• **GIVEN PROBLEM**: Rewrite the material from the line containing "the dark hardwood" up to and including its final line, requests included, and shift every coordinate in the answers by adding -83 to each number.

Point annotation data:
┏━━
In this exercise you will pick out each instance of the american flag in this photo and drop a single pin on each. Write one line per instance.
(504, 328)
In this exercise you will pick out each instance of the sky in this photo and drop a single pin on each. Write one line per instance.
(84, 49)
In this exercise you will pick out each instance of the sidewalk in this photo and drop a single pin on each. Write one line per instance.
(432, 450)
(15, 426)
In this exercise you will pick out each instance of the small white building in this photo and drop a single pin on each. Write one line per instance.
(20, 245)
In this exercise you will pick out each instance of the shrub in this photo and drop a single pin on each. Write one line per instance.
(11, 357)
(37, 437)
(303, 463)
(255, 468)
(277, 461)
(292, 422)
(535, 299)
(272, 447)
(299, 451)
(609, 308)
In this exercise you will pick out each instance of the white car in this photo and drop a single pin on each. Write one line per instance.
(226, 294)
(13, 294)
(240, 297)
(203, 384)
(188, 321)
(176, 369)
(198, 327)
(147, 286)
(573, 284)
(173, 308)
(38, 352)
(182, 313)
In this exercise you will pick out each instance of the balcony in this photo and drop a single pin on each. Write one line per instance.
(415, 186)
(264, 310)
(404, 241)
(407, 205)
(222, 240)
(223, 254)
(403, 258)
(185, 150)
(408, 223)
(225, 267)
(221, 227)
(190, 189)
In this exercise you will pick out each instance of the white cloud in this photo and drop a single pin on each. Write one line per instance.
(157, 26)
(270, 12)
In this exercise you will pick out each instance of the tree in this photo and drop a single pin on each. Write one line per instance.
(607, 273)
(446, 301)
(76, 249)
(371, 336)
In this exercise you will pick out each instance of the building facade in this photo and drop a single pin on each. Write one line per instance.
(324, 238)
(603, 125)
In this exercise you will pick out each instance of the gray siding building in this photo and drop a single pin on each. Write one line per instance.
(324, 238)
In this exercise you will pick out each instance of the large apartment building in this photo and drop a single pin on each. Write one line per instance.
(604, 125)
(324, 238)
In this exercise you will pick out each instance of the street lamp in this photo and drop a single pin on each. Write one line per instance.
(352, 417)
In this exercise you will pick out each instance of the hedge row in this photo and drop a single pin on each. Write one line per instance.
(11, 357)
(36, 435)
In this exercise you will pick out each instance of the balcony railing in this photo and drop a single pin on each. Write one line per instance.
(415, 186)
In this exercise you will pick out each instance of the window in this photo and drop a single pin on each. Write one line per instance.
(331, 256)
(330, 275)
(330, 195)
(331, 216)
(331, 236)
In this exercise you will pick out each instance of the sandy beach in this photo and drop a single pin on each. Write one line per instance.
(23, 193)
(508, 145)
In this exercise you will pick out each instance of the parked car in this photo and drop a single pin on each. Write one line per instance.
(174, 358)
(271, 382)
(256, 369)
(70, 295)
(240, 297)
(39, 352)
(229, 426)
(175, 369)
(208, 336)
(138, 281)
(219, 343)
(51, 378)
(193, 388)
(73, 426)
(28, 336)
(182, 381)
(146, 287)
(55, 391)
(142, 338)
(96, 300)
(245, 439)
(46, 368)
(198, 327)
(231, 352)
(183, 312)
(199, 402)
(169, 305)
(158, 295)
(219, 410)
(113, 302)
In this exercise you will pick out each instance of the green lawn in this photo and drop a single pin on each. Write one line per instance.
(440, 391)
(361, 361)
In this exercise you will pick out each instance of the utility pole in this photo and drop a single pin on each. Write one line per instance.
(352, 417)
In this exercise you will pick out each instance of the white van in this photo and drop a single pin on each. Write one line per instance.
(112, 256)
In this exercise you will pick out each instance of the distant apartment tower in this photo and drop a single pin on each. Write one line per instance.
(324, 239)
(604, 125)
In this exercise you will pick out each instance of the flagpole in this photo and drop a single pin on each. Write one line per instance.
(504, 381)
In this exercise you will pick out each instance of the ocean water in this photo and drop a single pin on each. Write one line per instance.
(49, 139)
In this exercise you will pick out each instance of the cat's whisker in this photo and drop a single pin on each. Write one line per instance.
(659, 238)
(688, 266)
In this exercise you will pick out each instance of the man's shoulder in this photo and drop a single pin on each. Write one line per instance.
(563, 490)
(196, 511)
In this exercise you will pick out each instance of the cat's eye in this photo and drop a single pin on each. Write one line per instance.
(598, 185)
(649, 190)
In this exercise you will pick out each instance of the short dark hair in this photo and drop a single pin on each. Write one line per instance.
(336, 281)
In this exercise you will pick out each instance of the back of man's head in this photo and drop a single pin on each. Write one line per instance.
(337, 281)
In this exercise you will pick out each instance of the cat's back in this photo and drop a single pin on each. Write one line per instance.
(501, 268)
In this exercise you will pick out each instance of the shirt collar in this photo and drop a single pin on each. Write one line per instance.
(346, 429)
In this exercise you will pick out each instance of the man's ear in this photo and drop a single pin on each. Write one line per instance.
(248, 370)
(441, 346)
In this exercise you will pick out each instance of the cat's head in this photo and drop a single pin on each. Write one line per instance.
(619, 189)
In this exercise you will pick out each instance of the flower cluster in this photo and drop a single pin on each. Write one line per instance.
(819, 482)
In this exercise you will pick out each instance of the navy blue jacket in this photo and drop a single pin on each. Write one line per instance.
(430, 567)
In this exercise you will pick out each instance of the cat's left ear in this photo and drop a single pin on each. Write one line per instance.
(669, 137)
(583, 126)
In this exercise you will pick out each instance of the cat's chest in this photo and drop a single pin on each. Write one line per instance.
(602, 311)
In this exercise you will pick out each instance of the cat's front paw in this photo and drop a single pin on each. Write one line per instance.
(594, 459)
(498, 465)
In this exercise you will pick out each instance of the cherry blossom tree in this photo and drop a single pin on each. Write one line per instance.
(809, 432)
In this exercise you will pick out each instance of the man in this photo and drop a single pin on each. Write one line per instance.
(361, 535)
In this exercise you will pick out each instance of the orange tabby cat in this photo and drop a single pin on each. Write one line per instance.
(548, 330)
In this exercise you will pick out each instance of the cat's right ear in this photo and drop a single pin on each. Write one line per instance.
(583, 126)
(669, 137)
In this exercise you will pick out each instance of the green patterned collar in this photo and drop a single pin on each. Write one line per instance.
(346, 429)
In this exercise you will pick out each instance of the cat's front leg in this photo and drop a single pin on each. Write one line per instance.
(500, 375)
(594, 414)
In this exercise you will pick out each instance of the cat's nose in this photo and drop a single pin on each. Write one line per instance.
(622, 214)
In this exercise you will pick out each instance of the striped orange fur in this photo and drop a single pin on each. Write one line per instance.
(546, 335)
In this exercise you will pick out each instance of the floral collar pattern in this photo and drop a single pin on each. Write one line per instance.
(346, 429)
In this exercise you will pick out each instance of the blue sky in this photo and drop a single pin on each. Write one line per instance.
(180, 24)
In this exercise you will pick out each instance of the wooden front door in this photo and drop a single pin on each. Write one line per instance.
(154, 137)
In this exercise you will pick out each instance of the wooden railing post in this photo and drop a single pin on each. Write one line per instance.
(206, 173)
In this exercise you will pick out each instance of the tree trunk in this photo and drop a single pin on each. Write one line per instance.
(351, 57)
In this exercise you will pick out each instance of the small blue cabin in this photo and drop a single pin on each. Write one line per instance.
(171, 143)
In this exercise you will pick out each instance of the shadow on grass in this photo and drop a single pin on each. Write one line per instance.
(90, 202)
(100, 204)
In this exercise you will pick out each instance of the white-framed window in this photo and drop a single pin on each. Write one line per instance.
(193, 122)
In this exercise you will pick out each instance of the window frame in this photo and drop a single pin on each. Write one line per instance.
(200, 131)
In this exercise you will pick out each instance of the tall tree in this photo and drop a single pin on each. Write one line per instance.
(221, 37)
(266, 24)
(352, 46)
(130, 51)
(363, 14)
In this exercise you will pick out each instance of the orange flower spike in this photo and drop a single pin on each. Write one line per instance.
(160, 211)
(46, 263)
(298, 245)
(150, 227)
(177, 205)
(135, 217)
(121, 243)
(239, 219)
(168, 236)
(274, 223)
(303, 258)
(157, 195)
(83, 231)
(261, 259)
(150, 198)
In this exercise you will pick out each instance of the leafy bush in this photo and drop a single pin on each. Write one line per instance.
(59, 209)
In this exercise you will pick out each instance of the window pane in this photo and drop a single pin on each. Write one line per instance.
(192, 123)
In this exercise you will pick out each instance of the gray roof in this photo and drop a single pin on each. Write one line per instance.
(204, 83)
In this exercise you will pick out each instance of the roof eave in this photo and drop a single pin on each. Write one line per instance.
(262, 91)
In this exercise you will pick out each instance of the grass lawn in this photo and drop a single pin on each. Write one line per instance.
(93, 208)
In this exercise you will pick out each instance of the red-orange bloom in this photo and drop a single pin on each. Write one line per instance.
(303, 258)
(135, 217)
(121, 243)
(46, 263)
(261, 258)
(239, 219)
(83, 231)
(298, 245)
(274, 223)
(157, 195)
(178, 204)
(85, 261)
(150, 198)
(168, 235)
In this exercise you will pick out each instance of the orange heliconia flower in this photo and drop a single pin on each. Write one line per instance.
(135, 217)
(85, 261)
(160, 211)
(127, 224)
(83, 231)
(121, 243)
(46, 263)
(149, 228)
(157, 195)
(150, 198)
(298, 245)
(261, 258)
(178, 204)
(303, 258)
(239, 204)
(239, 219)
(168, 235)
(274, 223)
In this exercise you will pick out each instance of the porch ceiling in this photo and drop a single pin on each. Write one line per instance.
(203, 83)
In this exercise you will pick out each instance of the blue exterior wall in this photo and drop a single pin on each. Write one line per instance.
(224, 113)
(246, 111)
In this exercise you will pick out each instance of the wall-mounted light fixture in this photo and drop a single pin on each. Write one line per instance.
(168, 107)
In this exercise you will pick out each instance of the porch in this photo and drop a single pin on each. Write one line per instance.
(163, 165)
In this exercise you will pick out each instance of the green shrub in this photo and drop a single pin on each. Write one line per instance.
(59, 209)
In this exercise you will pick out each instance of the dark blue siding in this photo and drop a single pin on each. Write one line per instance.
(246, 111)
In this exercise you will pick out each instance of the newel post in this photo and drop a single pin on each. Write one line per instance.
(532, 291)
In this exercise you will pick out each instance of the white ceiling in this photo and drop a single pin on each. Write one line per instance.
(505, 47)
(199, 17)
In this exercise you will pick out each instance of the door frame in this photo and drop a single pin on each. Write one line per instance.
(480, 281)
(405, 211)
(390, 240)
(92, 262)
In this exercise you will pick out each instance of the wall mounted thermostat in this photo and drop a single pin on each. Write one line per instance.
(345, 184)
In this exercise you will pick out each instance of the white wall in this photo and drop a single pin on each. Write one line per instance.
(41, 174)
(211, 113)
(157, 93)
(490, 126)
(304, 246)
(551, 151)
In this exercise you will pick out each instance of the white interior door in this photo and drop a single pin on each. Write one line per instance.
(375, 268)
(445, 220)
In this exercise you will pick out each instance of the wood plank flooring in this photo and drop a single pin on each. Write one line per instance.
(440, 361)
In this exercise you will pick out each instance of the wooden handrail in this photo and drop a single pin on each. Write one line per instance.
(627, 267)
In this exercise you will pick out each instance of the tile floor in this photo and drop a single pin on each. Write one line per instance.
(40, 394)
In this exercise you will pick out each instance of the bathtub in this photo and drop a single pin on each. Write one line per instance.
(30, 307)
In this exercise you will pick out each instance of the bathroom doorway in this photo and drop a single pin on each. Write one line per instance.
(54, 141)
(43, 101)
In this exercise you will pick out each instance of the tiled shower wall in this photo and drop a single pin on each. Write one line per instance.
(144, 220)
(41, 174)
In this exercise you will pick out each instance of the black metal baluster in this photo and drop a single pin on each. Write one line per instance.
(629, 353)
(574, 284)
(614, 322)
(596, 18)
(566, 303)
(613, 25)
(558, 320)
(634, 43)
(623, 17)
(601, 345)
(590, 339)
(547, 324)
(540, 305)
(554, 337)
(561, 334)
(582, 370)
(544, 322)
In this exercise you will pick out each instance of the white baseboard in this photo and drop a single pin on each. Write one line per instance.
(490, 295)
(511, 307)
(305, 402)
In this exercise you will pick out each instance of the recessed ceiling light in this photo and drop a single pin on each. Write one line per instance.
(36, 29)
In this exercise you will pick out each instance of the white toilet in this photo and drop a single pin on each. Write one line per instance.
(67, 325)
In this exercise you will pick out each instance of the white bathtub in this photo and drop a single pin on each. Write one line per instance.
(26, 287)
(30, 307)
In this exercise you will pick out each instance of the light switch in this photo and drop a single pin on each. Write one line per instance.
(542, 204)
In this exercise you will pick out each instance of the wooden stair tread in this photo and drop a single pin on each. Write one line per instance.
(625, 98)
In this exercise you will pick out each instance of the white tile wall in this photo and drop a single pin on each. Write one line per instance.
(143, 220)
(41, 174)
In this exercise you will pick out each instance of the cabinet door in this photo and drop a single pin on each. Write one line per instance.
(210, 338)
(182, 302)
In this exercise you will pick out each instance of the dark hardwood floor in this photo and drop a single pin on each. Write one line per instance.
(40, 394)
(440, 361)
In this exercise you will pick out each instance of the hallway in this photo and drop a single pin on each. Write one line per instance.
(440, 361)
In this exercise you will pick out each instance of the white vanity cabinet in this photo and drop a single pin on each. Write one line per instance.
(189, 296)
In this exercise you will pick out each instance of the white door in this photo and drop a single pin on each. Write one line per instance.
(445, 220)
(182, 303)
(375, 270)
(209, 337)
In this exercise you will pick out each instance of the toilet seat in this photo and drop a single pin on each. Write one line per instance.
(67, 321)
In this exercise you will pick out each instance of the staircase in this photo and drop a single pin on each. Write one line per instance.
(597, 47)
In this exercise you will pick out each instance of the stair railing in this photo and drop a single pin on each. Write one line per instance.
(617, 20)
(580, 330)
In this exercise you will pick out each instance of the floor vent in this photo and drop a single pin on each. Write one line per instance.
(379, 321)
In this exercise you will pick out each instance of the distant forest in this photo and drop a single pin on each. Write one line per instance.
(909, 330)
┗━━
• **TASK RESPONSE**:
In this exercise you will pick out each instance of the dark hardwood floor in this photo and drop a single pin on each. Write one line per instance.
(-43, 311)
(357, 278)
In this exercise you will pick out each instance of the hallway in this photo and drop a single pin on each. Write one line per instance.
(357, 278)
In this exercise you will pick out each instance of the white vanity cabinet in this photo and drop a single pin on each. Write one line per instance.
(106, 213)
In this exercise you will pick out each instance of the white door in this photo and drop a single pin on each. Write one line per instance.
(362, 137)
(99, 220)
(292, 187)
(126, 254)
In this exercise you will pick out each instance of the toilet seat in this photo and drop a single pin on each. Write one line per instance.
(-16, 238)
In this exercise you will pick out each instance of the staircase in this photo and drop a single pin on each. Write one line per instance.
(514, -36)
In this exercise you will pick out each instance of the stair railing in this photo and drop a single pin on each. Write one line per instance.
(534, -63)
(497, 247)
In this exercise you will pick out each instance of the floor vent in this photo and drop a single pin on each. Write one line per instance.
(296, 238)
In this exercise you will pick out each instance of the distant forest in this photo and drop a single pin on each. Write one line per instance.
(826, 247)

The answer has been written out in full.